++++ Data in this exercise ++++

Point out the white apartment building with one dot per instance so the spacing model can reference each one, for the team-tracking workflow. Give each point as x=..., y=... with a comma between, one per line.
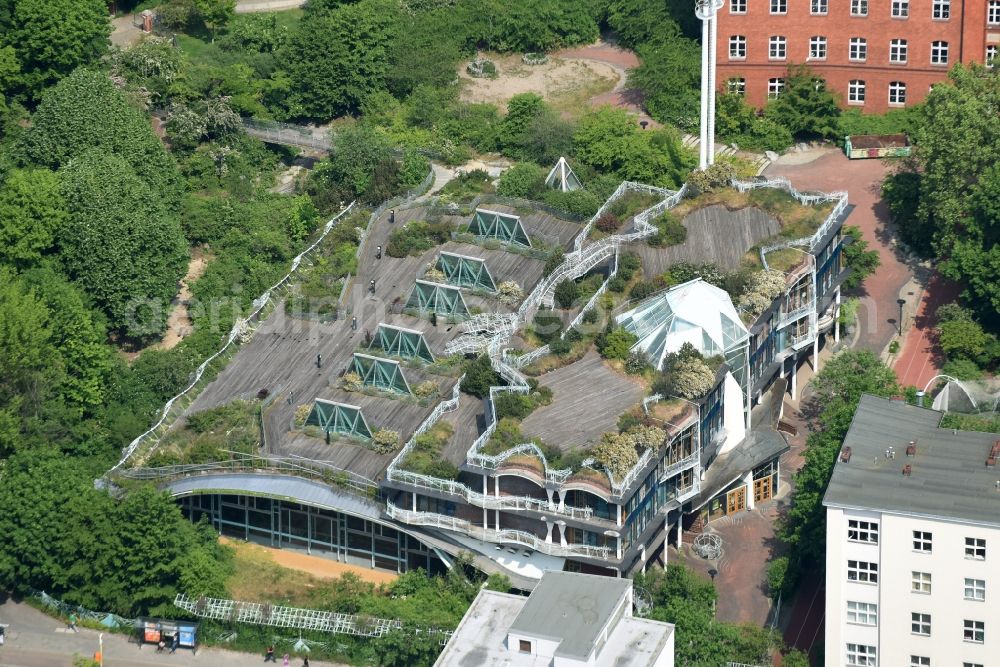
x=913, y=543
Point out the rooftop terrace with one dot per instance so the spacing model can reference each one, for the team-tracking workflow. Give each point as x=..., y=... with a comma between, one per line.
x=948, y=477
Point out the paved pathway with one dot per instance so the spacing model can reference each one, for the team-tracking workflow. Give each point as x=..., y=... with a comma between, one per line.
x=37, y=640
x=920, y=358
x=862, y=180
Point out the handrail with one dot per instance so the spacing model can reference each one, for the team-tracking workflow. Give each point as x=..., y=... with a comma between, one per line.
x=241, y=331
x=497, y=536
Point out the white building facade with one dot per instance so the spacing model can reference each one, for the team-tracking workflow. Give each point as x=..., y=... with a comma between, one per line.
x=912, y=587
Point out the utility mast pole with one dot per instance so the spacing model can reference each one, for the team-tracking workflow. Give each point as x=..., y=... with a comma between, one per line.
x=706, y=10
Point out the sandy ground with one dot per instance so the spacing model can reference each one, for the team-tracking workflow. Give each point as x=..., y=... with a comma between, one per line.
x=179, y=322
x=315, y=566
x=566, y=83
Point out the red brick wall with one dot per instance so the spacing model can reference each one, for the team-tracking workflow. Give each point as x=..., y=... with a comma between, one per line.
x=838, y=26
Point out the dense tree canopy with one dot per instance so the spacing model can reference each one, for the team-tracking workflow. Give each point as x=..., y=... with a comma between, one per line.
x=53, y=37
x=949, y=194
x=86, y=111
x=120, y=242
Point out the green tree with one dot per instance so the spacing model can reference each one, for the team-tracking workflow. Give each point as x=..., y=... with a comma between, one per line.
x=857, y=257
x=120, y=244
x=86, y=110
x=31, y=211
x=479, y=377
x=805, y=106
x=338, y=58
x=54, y=37
x=215, y=13
x=669, y=77
x=837, y=388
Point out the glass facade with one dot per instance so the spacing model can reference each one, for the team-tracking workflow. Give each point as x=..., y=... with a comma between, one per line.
x=279, y=523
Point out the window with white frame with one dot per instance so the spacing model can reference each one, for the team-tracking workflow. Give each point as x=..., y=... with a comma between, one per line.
x=817, y=48
x=776, y=49
x=863, y=571
x=860, y=655
x=975, y=589
x=897, y=51
x=941, y=10
x=973, y=631
x=975, y=547
x=897, y=95
x=939, y=53
x=856, y=95
x=737, y=47
x=862, y=613
x=859, y=49
x=862, y=531
x=920, y=624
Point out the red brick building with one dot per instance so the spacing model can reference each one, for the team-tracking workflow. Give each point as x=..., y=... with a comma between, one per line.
x=877, y=54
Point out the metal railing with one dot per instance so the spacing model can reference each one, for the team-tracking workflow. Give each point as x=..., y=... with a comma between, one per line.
x=507, y=536
x=247, y=463
x=242, y=331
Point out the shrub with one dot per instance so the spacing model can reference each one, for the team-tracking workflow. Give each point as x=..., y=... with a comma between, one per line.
x=762, y=288
x=547, y=325
x=641, y=290
x=524, y=179
x=636, y=363
x=716, y=176
x=616, y=344
x=555, y=259
x=608, y=222
x=777, y=569
x=385, y=441
x=509, y=293
x=669, y=231
x=618, y=283
x=351, y=382
x=566, y=293
x=479, y=377
x=560, y=346
x=616, y=453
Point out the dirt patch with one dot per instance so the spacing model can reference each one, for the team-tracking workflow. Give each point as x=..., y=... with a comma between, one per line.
x=566, y=83
x=179, y=321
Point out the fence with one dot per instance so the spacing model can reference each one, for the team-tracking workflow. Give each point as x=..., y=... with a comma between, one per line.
x=242, y=331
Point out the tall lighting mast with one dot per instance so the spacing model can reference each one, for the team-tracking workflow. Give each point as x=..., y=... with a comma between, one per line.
x=706, y=10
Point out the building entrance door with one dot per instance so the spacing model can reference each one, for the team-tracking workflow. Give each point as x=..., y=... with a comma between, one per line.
x=736, y=500
x=762, y=489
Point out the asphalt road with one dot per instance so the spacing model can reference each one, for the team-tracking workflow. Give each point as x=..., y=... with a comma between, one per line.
x=36, y=640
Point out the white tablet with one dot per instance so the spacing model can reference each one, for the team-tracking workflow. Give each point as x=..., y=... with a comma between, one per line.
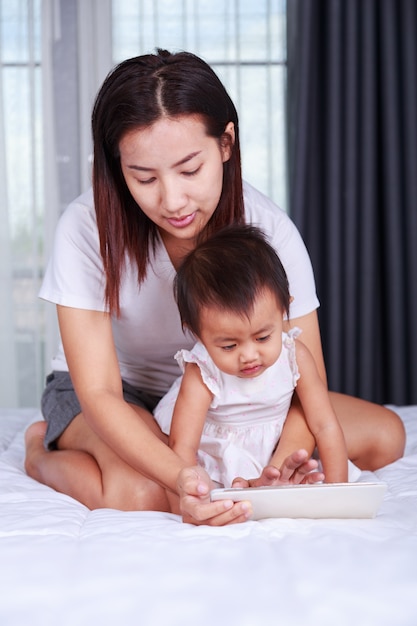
x=324, y=500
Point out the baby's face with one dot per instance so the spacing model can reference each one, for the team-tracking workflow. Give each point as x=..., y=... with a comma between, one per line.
x=244, y=346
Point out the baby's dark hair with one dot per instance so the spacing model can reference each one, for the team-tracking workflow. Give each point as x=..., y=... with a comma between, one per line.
x=229, y=271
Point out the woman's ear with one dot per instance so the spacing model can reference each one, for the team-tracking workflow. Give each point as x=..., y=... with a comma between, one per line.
x=227, y=141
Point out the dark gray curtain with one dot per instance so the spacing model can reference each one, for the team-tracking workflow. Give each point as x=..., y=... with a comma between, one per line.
x=352, y=109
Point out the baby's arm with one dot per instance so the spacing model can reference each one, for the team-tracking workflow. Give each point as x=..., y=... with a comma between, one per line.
x=321, y=418
x=193, y=401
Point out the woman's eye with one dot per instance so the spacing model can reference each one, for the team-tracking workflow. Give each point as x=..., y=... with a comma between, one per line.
x=192, y=172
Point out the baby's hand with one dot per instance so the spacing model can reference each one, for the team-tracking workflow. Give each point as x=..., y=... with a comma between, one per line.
x=297, y=469
x=270, y=477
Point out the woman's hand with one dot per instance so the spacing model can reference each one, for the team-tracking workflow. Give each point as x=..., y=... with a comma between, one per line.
x=193, y=486
x=296, y=469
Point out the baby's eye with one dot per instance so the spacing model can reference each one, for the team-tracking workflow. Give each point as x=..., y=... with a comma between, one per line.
x=264, y=338
x=229, y=347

++++

**What is required**
Please lay out every one of the records above as a two-column CSV headed instruction and points, with one row per record, each record's text in one quoted field and its answer in another, and line breaks turned into spaces. Leave the pictures out.

**Task output**
instruction,points
"Point out the white apartment building with one dot per instance so the spacing model can reference each one, for the team-tracking workflow. Give each point as x=..., y=... with a comma between, one per line.","x=913, y=543"
"Point out the rooftop terrace with one dot per instance so the spacing model can reference each one, for the team-tracking workflow. Give each point as x=..., y=... with a comma between, one per line.","x=948, y=477"
"Point out the paved pathway with one dot per instance so the spacing model can reference each one, for the team-tracking workflow. Give each point as x=..., y=... with a comma between, one per line.","x=37, y=640 x=920, y=358 x=862, y=180"
"Point out the handrail with one dot per instance so the spacing model can reference each one, for the team-tracking workflow. Give each point as x=..., y=... with a comma between, one per line.","x=241, y=331 x=497, y=536"
"Point out the white building facade with one dot per instance so the spacing model can reference each one, for the team-tracking workflow. Give each point as x=..., y=... with a comma between, one per line.","x=912, y=587"
"Point out the utility mast pole with one dot per instance so the spacing model can reference each one, for the team-tracking workflow. Give each point as x=..., y=... with a comma between, one per line.","x=706, y=10"
"Point out the sandy ground with one dot per instance so the spacing model can reference each one, for the team-tracking workflow. Give each point as x=..., y=... with a comma between, one per line.","x=179, y=322 x=315, y=566 x=566, y=83"
"Point out the red brick wall with one dot per instance so the spacing model can reference each one, for the team-tracking workflow. Give each point as x=..., y=... with a comma between, one per line.","x=838, y=26"
"Point out the dense tree canopy with one dot per instance so the spacing model can reference each one, for the team-tracking workflow. Give each point as x=..., y=... with a comma between, one per line.","x=53, y=37 x=949, y=194 x=86, y=111 x=120, y=242"
"Point out the green tree with one dot per instance so the spacing model can reference each one, for the team-tracking workflow. Give each point as x=..., y=... with a comma between, one per line.","x=857, y=257 x=120, y=244 x=86, y=110 x=31, y=211 x=479, y=377 x=805, y=106 x=338, y=58 x=54, y=37 x=215, y=13 x=669, y=77 x=837, y=388"
"Point out the glass facade with one dot per instance so the spacing model can reference each one, for the team-tracking workflow. Give each point as x=..., y=... with a comma between, one per line.","x=279, y=523"
"Point out the window with white frame with one dot per instance so the spacing model can reference each one, for the team-tracking workflow. Give each point as x=..., y=... with a comma between, one per line.","x=817, y=48 x=776, y=49 x=863, y=571 x=860, y=655 x=975, y=589 x=897, y=51 x=941, y=10 x=973, y=631 x=975, y=547 x=897, y=95 x=939, y=53 x=856, y=95 x=737, y=47 x=862, y=613 x=859, y=49 x=862, y=531 x=920, y=624"
"Point out the red brick building with one dot per instance so the spacing model can reference each one, for the team-tracking workflow. Give each point as x=..., y=... with a comma between, one per line.","x=877, y=54"
"Point out the metal railing with one dot per instance so the spacing model can reference each one, for the team-tracking workflow. Give each point as x=..., y=... with a comma between, one per line.","x=507, y=536 x=247, y=463 x=242, y=331"
"Point out the shrub with one dot per instance so the spacing model can reference each one, for the team-tracking workflow. Give each point as x=..., y=... with a comma between, one per line.","x=762, y=288 x=547, y=325 x=641, y=290 x=524, y=179 x=636, y=363 x=716, y=176 x=616, y=344 x=555, y=259 x=608, y=222 x=777, y=569 x=385, y=441 x=509, y=293 x=669, y=231 x=618, y=283 x=351, y=382 x=566, y=293 x=479, y=377 x=560, y=346 x=616, y=453"
"Point out the dirt patch with one dot per instance so the spacing model can reference each one, for the team-tracking workflow. Give each point as x=..., y=... with a comma between, one per line.","x=566, y=83 x=179, y=321"
"Point out the fence with one dot per instance so the spacing model can reference each one, for the team-tracking workflow. Give each point as x=..., y=... with a comma between, one per line.","x=242, y=331"
"Point out the tall lighting mast with one dot per instance so the spacing model can reference each one, for the team-tracking workflow. Give each point as x=..., y=... with a comma between, one per line.","x=706, y=10"
"Point out the building entrance door with one dot per instance so the spacing model can reference each one, for the team-tracking workflow. Give each point as x=..., y=... with a comma between, one per line.","x=736, y=500 x=762, y=489"
"Point out the asphalt road with one dot per instance so the spacing model can reference each one, for the team-tracking workflow. Give each point as x=..., y=... with a comma between, one per line.","x=36, y=640"
"Point out the white tablet with one dot per instance so the spacing model can reference each one, for the team-tracking workflow. Give each point as x=..., y=... with a comma between, one per line.","x=324, y=500"
"Point out the baby's face with one dot per instance so the spacing model can reference each one, for the team-tracking workflow. Give each point as x=..., y=... with a comma between, one per line.","x=244, y=346"
"Point out the baby's dark hair with one dot per instance so the spacing model can reference each one, for the team-tracking workflow. Give each point as x=..., y=... with a comma between, one per line.","x=229, y=271"
"Point out the woman's ear with one dot per instance so the spacing model can reference each one, for the team-tracking workflow. Give each point as x=..., y=... with a comma between, one per line.","x=227, y=141"
"Point out the dark gray curtain with one dot per instance so the spacing model can reference each one, for the team-tracking workflow. Give each point as x=..., y=... with a comma between, one per line.","x=352, y=109"
"Point out the baby's arm with one dot per instance so the spacing model can reference each one, for the team-tracking workflow. Give each point as x=..., y=... with a comma between, one per line.","x=321, y=418 x=193, y=401"
"Point out the woman's eye with one dot per instance so the spacing model can reference each one, for the team-tracking workflow. Give each point as x=..., y=... with a comma between, one per line.","x=192, y=172"
"Point out the baby's hand with one dot per instance so the spacing model can reference each one, for the team-tracking workflow. Give each point as x=..., y=... with a comma between, one per line.","x=297, y=469 x=270, y=477"
"Point out the woman's hand with one dot per instance so the spacing model can reference each one, for the team-tracking workflow. Give each point as x=..., y=... with a comma between, one per line.","x=193, y=486 x=296, y=469"
"Point out the baby's eye with one dot per instance so the spacing model can reference each one, for the team-tracking workflow. Give each point as x=..., y=... with a comma between, one per line.","x=264, y=338 x=229, y=347"